>> start Listed entries
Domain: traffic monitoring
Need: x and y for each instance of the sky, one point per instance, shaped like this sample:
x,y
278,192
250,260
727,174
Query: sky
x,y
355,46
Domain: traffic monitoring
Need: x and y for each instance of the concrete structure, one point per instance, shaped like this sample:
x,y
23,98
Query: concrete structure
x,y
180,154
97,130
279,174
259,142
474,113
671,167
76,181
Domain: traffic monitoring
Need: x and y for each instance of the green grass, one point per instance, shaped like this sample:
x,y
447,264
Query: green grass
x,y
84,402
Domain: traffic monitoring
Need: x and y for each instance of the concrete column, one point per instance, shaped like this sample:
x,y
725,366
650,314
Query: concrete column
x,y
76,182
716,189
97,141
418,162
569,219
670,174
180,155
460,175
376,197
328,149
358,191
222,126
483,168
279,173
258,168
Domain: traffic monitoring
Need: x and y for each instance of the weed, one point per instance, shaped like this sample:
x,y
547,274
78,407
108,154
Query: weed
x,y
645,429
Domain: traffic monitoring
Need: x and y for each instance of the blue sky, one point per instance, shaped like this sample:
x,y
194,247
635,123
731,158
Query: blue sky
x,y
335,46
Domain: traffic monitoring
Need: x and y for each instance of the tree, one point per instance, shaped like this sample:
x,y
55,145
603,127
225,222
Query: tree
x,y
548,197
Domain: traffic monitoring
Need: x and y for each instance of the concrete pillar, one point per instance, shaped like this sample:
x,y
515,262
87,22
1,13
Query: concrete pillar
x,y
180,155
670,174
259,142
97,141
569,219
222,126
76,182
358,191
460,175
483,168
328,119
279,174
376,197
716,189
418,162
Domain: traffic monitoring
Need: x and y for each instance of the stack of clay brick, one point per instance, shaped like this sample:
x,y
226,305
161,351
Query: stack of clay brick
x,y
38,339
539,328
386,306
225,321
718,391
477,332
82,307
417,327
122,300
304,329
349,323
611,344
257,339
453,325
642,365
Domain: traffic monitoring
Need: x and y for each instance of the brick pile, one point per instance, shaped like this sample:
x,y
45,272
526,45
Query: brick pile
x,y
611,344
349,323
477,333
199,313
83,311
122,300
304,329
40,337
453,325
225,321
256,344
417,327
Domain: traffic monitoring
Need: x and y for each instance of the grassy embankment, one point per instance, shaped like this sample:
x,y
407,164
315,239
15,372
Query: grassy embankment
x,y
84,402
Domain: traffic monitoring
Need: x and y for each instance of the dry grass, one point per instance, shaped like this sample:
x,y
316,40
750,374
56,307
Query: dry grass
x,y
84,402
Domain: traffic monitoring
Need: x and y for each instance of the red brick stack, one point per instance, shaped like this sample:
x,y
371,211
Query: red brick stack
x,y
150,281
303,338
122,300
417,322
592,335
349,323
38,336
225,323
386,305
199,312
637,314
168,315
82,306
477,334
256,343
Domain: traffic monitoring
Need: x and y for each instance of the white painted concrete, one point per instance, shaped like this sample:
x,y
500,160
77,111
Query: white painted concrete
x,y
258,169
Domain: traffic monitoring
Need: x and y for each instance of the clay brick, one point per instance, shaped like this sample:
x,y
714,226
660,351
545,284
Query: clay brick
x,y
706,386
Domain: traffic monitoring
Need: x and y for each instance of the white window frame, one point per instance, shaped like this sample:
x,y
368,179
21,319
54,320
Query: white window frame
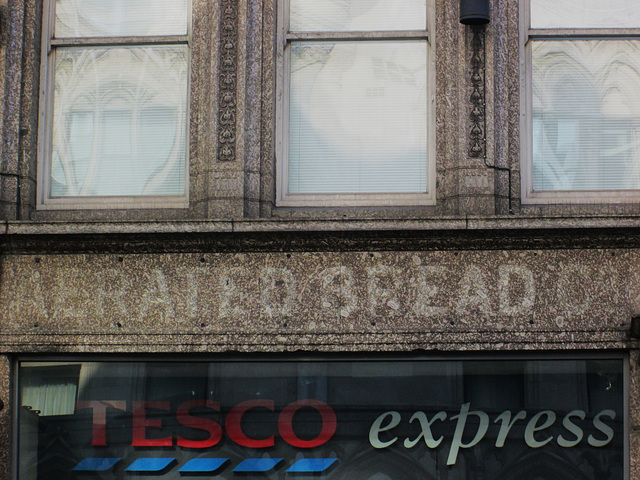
x,y
285,38
528,36
45,118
>> end Listed entries
- _Written exercise_:
Pictures are to be left out; the records above must be repeated word for word.

- _Response_:
Domain: traffic monitoring
Need: x and y for each instance of the sky, one point per instance, shaped like this sample:
x,y
278,192
250,260
727,174
Query: sky
x,y
355,46
Domain: traffic monitoring
Need: x and y for each instance of the concrete structure, one point per instance, shaped like this sample:
x,y
23,98
Query: concrete structure
x,y
180,154
97,130
279,174
259,142
474,113
671,167
76,181
Domain: traffic monitoring
Need: x and y for each instance of the green grass, one point per instance, shaped like this sample:
x,y
447,264
Query: green grass
x,y
84,402
Domain: traffic monitoring
Need: x and y for each instance of the concrete column, one point per instance, shaped like this sample:
x,y
725,366
650,314
Query: concrete column
x,y
76,182
716,189
97,141
418,162
569,219
670,174
180,155
460,175
376,197
328,149
358,191
222,126
483,168
279,173
258,168
Domain: traffic monitoring
Need: x and y for each instance of the weed, one point per instance, shaped like this sample:
x,y
547,274
78,407
108,154
Query: weed
x,y
645,429
Domain: traffic monitoring
Need: x and y for each instance of the blue sky, one point per instance, shaped like this sample:
x,y
194,247
635,123
731,158
Query: blue sky
x,y
335,46
Domain: traffic monitoring
Need: x and y for each instance of the tree, one point per instance, shaped like this sample:
x,y
55,145
603,127
225,222
Query: tree
x,y
548,197
Domain: traffic monitoring
Need: x and y for each instance of the concrete pillar, one point per instance, shaped like this sample:
x,y
515,262
87,22
1,13
Query: concrete pillar
x,y
180,155
670,174
259,142
97,141
569,219
222,126
76,182
358,191
460,175
483,168
328,119
279,174
376,197
716,189
418,162
Domain: traffic monitoring
Need: x and y for each instance of the stack of clay brick, one point per instance, shaped like this sample:
x,y
226,305
161,351
Query: stack of clay brick
x,y
38,339
539,328
386,306
225,321
718,391
477,332
82,307
417,327
122,300
304,329
349,323
611,344
257,339
453,325
642,365
Domain: traffic monitoring
Need: x and y for each instance of the brick pile, one point per instance, shaped like this sample:
x,y
45,272
526,45
Query: brick pile
x,y
611,344
349,323
477,333
199,313
83,311
122,300
304,329
40,337
453,325
225,321
256,344
417,327
Domain: traffic monitoring
Need: x and y for each instance of the grassy embankment, one point per instance, shaped like this sample:
x,y
407,164
315,239
15,372
Query: grassy embankment
x,y
84,402
Domain: traffic monitoring
Need: x and y for each instance of the dry grass, one point per instance, shaped like this sample:
x,y
316,40
750,374
56,307
Query: dry grass
x,y
84,402
Domain: traffic monitoring
Need: x and y for each instance of the red brick stack, one point per instance, shaped like this sample:
x,y
371,211
Query: red brick stack
x,y
150,281
303,338
122,300
417,322
592,335
349,323
38,336
225,323
386,305
199,312
637,314
168,315
82,306
477,334
256,343
Domain: traffic monitoring
Need: x and y for each instance of the white painted concrete, one point per instance, shaped like this sample:
x,y
500,160
77,111
Query: white painted concrete
x,y
258,169
Domain: traffic monitoring
Need: x and y for each instance of the clay brick, one point per instance, shaped like this sample:
x,y
714,226
660,351
545,284
Query: clay brick
x,y
706,386
Domain: traffic monitoring
Need: x and y for each instance of the white window frame, one point per instance, shaped like this sample:
x,y
368,179
21,319
54,320
Query: white window frame
x,y
285,38
528,36
45,118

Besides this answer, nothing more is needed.